Output the lines below from the one containing "fabric flag in the photo above." through the end of the listing, inclusive, exactly as they appear, and nothing further.

### Supplied material
Content starts

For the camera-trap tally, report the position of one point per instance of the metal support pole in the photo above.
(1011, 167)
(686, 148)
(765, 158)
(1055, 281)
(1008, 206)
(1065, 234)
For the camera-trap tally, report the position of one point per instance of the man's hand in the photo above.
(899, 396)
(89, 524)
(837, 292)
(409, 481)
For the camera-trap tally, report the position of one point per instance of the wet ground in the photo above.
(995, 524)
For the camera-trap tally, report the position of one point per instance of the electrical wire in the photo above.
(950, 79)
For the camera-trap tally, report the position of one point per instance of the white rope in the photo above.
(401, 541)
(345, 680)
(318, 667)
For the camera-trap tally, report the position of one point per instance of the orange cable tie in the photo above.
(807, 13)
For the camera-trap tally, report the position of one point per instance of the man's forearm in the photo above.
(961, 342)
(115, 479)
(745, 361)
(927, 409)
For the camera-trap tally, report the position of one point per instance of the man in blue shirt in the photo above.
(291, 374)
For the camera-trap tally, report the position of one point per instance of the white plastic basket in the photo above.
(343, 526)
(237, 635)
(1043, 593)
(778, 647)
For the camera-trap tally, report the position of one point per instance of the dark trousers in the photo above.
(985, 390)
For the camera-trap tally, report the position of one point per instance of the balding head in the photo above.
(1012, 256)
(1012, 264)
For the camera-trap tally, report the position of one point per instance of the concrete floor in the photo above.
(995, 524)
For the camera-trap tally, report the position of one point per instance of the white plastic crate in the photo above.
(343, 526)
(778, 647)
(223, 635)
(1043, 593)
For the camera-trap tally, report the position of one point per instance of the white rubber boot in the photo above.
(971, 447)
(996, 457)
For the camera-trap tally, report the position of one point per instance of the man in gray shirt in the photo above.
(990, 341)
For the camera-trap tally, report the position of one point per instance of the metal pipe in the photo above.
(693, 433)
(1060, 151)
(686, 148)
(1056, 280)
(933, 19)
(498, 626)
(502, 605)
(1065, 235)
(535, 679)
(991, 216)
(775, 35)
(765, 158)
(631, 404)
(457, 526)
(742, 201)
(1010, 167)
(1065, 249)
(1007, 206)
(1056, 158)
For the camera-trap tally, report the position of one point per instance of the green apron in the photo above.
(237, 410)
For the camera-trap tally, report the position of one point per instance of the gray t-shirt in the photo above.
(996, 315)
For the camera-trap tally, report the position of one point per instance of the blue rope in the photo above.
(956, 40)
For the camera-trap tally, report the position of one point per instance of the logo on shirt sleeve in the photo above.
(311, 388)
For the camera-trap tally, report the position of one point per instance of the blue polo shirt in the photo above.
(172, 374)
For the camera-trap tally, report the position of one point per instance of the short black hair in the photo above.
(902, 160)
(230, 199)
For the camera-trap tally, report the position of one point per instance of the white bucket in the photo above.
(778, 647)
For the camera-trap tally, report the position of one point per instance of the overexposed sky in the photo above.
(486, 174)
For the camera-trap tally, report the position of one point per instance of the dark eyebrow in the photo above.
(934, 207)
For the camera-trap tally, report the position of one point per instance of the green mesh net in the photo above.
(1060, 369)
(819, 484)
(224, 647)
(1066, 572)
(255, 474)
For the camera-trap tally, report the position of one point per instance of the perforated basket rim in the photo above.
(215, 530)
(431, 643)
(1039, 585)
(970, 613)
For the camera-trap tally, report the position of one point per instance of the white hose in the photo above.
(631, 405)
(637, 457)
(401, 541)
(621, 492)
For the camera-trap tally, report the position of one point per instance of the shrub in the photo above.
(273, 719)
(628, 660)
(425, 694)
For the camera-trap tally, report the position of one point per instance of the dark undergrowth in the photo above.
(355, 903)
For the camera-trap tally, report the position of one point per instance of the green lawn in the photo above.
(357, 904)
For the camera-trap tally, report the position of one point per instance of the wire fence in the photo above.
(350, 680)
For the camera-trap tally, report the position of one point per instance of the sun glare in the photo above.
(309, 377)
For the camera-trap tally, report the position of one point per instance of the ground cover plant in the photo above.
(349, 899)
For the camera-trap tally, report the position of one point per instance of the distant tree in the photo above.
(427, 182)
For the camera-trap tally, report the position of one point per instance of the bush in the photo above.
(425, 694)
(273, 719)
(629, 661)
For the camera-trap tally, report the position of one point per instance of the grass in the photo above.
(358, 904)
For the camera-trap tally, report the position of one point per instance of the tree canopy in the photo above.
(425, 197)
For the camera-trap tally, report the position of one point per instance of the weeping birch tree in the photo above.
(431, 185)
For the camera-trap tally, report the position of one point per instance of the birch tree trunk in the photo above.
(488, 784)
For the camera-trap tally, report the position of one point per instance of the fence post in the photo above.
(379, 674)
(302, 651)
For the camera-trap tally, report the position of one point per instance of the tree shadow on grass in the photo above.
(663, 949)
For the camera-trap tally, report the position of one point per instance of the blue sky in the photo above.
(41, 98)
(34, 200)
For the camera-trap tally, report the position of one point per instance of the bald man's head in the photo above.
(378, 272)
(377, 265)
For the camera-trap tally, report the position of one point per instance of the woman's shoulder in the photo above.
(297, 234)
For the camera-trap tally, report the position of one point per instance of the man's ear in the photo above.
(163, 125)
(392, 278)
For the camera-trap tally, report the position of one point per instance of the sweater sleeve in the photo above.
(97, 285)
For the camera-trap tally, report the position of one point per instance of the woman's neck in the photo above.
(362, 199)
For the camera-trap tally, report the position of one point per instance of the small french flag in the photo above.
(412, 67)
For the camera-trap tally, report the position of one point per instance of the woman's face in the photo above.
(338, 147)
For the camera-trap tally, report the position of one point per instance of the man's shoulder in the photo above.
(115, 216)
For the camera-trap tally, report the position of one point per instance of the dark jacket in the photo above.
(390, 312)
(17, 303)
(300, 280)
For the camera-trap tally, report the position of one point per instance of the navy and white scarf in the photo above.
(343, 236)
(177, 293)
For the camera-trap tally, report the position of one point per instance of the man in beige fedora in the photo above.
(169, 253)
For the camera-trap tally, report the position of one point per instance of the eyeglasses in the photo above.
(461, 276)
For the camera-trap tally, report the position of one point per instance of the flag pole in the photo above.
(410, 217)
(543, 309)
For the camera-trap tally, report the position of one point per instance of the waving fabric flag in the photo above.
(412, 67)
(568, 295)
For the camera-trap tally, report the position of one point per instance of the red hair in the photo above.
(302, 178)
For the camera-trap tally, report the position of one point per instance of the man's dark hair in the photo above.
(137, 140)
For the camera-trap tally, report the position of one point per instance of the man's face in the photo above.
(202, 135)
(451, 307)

Content ends

### Solution for this task
For the camera-trap tally, report the position of one point per instance of the waving fabric flag in the photo above.
(412, 67)
(568, 295)
For the camera-trap tally, report the position of one point per instance of the red hair in the photo above.
(302, 178)
For the camera-trap tally, report the position of one point per instance of the man's dark hair in the photo above.
(137, 140)
For the camera-trap tally, report the position of one point per instance of the man's face in the photo above.
(202, 135)
(451, 307)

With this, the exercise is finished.